# Work to complete:
Can you output, as a JSON list of strings with one string per line and blank lines omitted, the lines of the listing below from the line containing "I bet you can't find the small" up to and including the line containing "189;82;200;117"?

# Rows from a box labeling dataset:
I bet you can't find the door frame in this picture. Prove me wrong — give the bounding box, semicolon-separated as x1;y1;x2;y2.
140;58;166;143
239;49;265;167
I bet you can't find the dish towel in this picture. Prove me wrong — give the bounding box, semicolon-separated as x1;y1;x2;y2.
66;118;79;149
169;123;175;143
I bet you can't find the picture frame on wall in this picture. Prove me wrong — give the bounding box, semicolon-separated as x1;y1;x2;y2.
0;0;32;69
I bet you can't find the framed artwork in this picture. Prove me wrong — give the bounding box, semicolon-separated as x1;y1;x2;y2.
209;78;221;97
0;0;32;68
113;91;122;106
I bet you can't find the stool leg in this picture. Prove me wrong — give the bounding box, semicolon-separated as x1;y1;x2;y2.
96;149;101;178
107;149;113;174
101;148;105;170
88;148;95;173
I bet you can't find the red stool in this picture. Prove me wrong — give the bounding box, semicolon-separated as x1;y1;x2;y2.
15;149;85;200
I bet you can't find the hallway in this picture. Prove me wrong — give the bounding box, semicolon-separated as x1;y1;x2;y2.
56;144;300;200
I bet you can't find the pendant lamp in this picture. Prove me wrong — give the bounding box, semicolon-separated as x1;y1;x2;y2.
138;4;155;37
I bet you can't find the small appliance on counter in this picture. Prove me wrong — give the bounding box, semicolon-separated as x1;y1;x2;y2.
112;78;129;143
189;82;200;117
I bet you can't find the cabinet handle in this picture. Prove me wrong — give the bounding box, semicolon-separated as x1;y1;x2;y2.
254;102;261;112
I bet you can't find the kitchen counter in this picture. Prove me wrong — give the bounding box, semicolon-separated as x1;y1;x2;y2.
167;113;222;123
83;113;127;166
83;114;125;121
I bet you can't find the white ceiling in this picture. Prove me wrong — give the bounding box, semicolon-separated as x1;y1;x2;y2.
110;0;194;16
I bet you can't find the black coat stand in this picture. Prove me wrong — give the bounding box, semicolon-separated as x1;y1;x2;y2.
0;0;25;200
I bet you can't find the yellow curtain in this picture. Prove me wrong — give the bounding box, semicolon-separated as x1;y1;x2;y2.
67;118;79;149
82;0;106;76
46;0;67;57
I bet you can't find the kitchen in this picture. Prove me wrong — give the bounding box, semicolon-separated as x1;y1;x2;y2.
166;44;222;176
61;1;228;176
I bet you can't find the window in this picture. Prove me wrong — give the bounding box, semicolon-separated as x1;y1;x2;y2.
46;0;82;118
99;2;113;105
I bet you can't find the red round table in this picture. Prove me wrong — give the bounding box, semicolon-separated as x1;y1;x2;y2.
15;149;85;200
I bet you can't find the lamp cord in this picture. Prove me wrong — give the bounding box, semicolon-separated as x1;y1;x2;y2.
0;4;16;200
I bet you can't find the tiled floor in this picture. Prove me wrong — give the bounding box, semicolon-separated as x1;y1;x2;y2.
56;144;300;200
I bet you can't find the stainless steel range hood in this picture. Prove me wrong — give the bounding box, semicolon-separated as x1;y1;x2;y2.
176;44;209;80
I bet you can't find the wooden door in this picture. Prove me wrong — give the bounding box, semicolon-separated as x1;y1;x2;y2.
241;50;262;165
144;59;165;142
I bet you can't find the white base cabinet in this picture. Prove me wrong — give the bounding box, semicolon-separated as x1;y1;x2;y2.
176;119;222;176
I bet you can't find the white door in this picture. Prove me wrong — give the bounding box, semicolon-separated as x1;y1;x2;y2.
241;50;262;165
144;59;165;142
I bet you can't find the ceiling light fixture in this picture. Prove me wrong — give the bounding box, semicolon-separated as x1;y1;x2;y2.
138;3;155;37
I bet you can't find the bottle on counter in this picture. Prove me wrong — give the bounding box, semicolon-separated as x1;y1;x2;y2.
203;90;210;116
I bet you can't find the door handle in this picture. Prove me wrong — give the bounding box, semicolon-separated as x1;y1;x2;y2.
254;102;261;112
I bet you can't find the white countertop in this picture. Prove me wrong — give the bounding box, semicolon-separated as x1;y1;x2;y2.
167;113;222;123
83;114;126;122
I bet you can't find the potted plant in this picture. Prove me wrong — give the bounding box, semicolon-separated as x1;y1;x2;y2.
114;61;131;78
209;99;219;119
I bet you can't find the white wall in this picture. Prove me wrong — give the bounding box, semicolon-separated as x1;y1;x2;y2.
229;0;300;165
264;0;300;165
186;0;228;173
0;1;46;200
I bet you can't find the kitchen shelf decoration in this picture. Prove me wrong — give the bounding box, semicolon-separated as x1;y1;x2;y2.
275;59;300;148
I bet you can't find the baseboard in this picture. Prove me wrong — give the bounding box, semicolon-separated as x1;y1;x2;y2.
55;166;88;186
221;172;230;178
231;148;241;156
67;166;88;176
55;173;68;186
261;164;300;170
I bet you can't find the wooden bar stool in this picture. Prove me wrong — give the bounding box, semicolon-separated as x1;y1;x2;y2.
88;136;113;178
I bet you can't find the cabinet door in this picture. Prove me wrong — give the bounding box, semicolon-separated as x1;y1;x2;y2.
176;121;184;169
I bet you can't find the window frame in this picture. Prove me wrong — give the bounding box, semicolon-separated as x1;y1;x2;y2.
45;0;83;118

# Answer in full:
[
  "I bet you can't find the small appliance on counter in this picture. Prove me wrong — give the bounding box, semicolon-separated as x1;y1;x2;y2.",
  "112;78;129;143",
  "189;82;200;117"
]